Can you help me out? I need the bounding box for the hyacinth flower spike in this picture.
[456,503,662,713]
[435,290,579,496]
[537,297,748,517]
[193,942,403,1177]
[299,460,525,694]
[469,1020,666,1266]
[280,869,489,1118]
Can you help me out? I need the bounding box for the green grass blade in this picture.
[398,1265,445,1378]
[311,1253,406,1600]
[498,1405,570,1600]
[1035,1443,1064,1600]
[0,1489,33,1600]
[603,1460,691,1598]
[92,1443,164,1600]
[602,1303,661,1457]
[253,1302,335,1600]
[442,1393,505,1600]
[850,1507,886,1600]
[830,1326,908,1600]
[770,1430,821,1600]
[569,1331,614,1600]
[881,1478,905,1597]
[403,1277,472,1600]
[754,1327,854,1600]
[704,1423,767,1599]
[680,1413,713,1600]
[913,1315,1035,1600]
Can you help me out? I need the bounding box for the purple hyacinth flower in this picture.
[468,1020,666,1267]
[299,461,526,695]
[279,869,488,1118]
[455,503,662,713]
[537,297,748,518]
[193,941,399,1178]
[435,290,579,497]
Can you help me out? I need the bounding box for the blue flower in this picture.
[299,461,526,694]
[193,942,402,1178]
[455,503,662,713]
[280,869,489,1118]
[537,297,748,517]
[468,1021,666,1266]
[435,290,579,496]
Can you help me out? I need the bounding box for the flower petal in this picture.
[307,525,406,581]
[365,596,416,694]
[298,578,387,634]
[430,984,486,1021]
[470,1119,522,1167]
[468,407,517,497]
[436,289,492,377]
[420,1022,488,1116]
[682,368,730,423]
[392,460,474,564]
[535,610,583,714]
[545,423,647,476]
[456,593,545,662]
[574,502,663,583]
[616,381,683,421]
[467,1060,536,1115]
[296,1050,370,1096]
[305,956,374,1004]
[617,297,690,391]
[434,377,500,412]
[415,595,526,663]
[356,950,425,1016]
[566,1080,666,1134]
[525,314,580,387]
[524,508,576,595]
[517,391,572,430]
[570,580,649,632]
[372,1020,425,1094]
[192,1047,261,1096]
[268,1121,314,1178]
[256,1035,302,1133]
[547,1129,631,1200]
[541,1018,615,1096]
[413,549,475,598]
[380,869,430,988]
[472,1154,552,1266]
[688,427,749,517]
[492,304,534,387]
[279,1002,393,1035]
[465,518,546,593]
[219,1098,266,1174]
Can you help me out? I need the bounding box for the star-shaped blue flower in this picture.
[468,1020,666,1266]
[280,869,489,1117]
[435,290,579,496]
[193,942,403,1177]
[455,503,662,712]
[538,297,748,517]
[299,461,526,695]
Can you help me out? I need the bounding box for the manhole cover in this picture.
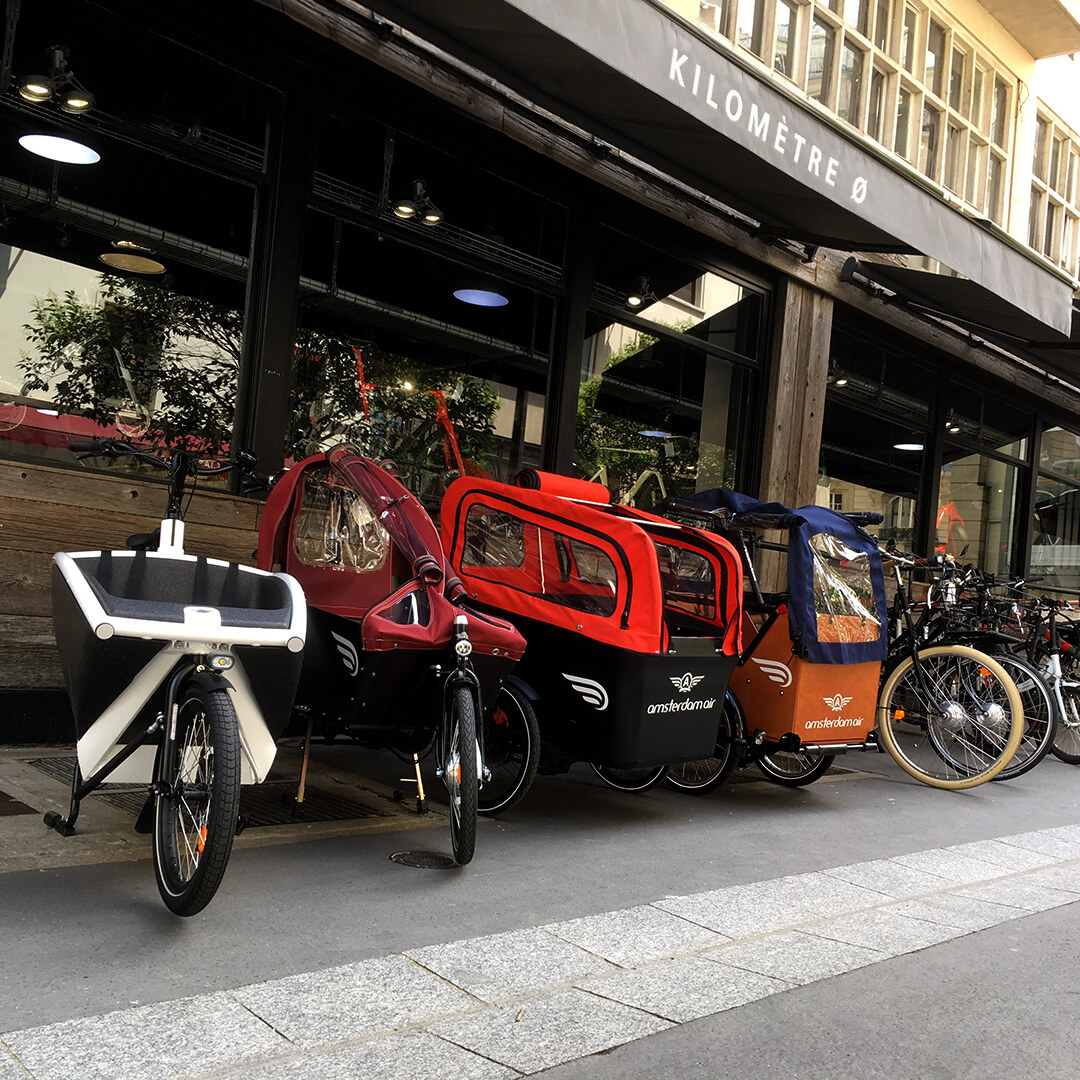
[390,850,458,869]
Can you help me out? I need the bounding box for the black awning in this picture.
[844,260,1074,343]
[337,0,1074,337]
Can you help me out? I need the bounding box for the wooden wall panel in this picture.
[0,461,263,689]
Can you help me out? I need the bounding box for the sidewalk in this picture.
[4,823,1079,1079]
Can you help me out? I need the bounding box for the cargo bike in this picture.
[256,444,529,864]
[659,491,1025,791]
[439,470,745,790]
[47,438,307,916]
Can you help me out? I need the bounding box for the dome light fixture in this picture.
[626,276,657,310]
[98,252,166,275]
[454,287,508,307]
[18,76,53,103]
[19,133,100,164]
[893,442,924,451]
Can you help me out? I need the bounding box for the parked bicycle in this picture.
[47,438,307,915]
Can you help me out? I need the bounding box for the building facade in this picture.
[2,0,1080,699]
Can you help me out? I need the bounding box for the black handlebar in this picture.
[725,510,806,531]
[842,511,884,526]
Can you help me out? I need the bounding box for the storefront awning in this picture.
[353,0,1075,337]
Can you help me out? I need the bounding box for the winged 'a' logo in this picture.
[562,673,609,711]
[669,673,705,694]
[823,694,853,711]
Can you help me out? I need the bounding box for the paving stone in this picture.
[0,1047,32,1080]
[820,858,953,898]
[887,891,1026,932]
[208,1031,518,1080]
[577,956,789,1024]
[232,954,475,1048]
[428,988,670,1074]
[406,927,612,1004]
[1043,824,1080,845]
[946,839,1063,872]
[996,830,1080,861]
[654,880,818,939]
[960,877,1080,912]
[706,929,882,985]
[1021,864,1080,894]
[889,848,1007,885]
[2,993,284,1080]
[802,909,960,955]
[544,904,726,967]
[770,871,892,914]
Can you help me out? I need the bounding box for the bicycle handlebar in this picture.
[842,511,884,526]
[723,510,806,531]
[70,437,253,478]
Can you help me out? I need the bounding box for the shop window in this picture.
[936,454,1019,575]
[1035,427,1080,591]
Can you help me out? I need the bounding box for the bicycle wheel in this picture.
[477,683,540,815]
[590,763,668,792]
[1052,686,1080,764]
[152,684,241,916]
[666,694,742,795]
[442,683,477,865]
[755,749,836,786]
[988,653,1057,781]
[877,644,1024,789]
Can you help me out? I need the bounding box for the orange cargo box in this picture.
[733,611,879,746]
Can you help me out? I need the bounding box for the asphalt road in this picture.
[2,743,1079,1077]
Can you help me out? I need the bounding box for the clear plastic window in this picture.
[293,466,390,572]
[462,507,526,567]
[809,532,881,644]
[654,543,716,621]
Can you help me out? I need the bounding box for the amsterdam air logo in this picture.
[669,673,705,694]
[330,630,359,676]
[562,673,609,711]
[823,694,853,711]
[751,657,792,688]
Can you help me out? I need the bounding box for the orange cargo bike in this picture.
[659,491,1024,791]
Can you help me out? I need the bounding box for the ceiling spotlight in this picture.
[835,376,849,387]
[60,88,95,115]
[17,45,95,116]
[626,276,656,310]
[454,287,509,307]
[18,133,100,164]
[18,76,53,103]
[893,443,924,451]
[98,252,166,275]
[392,179,443,226]
[948,424,960,434]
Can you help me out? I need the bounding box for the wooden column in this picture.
[756,279,833,590]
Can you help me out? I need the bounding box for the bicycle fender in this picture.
[186,670,234,694]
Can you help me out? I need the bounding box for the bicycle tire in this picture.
[1051,686,1080,764]
[590,763,668,792]
[877,644,1024,789]
[988,653,1057,780]
[443,683,478,865]
[477,682,540,815]
[152,684,241,916]
[665,693,742,795]
[755,749,836,787]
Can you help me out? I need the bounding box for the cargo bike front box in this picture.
[440,471,745,770]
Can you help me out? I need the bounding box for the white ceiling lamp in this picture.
[18,133,100,164]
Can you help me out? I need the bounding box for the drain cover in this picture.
[390,850,457,869]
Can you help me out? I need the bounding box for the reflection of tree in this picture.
[20,276,498,486]
[576,327,728,505]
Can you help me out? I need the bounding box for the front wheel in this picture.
[666,693,742,795]
[152,684,241,916]
[1051,686,1080,764]
[877,645,1024,789]
[755,749,836,787]
[442,683,478,865]
[477,682,540,815]
[590,763,668,792]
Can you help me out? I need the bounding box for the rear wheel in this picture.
[877,644,1024,789]
[477,683,540,815]
[755,749,836,787]
[152,684,241,917]
[442,683,477,865]
[590,763,668,792]
[666,694,742,795]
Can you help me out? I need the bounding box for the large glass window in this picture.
[809,17,837,104]
[1034,426,1080,591]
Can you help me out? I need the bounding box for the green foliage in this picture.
[19,276,499,483]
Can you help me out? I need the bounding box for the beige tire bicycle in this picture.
[877,644,1024,789]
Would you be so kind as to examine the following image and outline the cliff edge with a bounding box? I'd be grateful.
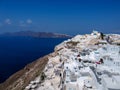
[0,31,120,90]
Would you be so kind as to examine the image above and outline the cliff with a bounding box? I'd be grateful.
[0,53,57,90]
[0,31,120,90]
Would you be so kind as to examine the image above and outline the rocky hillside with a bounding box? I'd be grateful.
[0,31,120,90]
[0,52,57,90]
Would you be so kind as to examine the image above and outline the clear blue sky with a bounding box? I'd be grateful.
[0,0,120,35]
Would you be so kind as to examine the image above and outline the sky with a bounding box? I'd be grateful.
[0,0,120,35]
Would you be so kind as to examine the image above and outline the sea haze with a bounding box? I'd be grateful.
[0,36,67,83]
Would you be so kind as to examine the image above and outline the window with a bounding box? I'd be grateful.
[69,87,75,90]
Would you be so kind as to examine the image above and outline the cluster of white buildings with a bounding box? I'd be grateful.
[60,31,120,90]
[25,31,120,90]
[62,36,120,90]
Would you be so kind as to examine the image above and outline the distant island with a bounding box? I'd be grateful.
[1,31,72,38]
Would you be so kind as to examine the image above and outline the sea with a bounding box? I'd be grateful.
[0,36,68,83]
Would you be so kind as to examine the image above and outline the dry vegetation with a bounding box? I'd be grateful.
[66,41,79,46]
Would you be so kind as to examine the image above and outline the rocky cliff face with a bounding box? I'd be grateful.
[0,53,57,90]
[0,31,120,90]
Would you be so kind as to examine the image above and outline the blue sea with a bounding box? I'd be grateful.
[0,36,67,83]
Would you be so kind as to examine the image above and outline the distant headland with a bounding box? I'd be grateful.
[1,31,72,38]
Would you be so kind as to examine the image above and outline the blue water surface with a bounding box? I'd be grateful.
[0,36,67,83]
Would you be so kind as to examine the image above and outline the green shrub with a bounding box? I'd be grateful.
[41,72,46,81]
· · · · ·
> **Prompt**: Only the lines from the one holding "surface with a bounding box? I'd be grateful." through the end of the listing should appear in the response, each restated exactly.

> **Exercise answer**:
Would you be so kind as to examine the image above and outline the blue water surface with a bounding box? I'd be grateful.
[0,36,67,83]
Would you be so kind as to examine the image above and outline the green shrub with a bounding box? I'd be grateful.
[41,72,46,81]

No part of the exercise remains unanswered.